Exercise directions: Update the lines from the one that contains "Provide the segmentation of every instance of the stroller" through the end of the lines by changing "vertex pairs" to "coordinate pairs", and leave everything else unchanged. Give back only those lines.

(Region labeling items)

== == ==

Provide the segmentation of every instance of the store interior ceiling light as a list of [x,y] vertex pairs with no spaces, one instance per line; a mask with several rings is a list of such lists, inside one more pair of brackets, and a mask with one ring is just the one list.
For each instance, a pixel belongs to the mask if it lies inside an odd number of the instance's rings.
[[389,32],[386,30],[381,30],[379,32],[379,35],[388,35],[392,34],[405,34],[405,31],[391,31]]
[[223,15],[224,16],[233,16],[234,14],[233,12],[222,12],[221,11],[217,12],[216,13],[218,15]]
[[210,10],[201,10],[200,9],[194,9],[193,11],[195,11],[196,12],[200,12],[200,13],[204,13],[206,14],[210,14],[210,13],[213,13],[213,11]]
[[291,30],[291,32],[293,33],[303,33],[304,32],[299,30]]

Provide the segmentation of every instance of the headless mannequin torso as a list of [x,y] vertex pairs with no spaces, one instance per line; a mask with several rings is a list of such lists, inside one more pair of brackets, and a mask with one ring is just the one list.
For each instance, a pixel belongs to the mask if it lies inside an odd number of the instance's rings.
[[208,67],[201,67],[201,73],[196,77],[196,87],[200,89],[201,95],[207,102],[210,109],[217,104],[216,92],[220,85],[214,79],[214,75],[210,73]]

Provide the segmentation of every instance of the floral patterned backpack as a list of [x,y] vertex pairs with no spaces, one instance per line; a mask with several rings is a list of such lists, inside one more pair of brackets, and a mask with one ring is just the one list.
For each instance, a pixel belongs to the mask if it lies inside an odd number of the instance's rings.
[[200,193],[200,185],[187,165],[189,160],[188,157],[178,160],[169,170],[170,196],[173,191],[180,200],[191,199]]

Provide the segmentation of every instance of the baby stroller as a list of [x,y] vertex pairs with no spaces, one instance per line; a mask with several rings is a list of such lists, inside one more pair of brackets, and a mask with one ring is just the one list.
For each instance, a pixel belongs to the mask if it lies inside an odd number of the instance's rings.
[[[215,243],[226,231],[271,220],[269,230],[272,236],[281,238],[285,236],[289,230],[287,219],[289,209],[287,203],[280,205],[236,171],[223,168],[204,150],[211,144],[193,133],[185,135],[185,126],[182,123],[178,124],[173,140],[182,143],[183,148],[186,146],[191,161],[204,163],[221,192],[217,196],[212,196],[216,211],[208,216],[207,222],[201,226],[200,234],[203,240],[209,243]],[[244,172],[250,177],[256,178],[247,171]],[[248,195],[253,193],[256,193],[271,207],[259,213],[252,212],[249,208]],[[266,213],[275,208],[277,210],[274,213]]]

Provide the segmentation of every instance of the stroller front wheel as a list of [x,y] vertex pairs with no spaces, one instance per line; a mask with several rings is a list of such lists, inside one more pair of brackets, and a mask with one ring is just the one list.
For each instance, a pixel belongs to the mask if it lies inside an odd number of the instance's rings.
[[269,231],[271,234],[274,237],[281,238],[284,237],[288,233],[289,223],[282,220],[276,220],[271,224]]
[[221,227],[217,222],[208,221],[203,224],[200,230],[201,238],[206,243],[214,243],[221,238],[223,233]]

== == ==

Output for this exercise:
Provide the segmentation of every instance of the stroller front wheel as a list of [x,y] coordinate pairs with no spaces, one instance per line; a mask with several rings is a list of such lists, inside one more pair of brackets, and a mask with one ring is just the one list.
For each instance, a pixel belongs to the mask if it lies inside an odd number of the instance's rings.
[[269,231],[271,234],[274,237],[281,238],[284,237],[288,233],[289,223],[282,220],[276,220],[271,224]]
[[221,227],[217,222],[208,221],[203,224],[200,230],[201,238],[206,243],[214,243],[221,238],[223,233]]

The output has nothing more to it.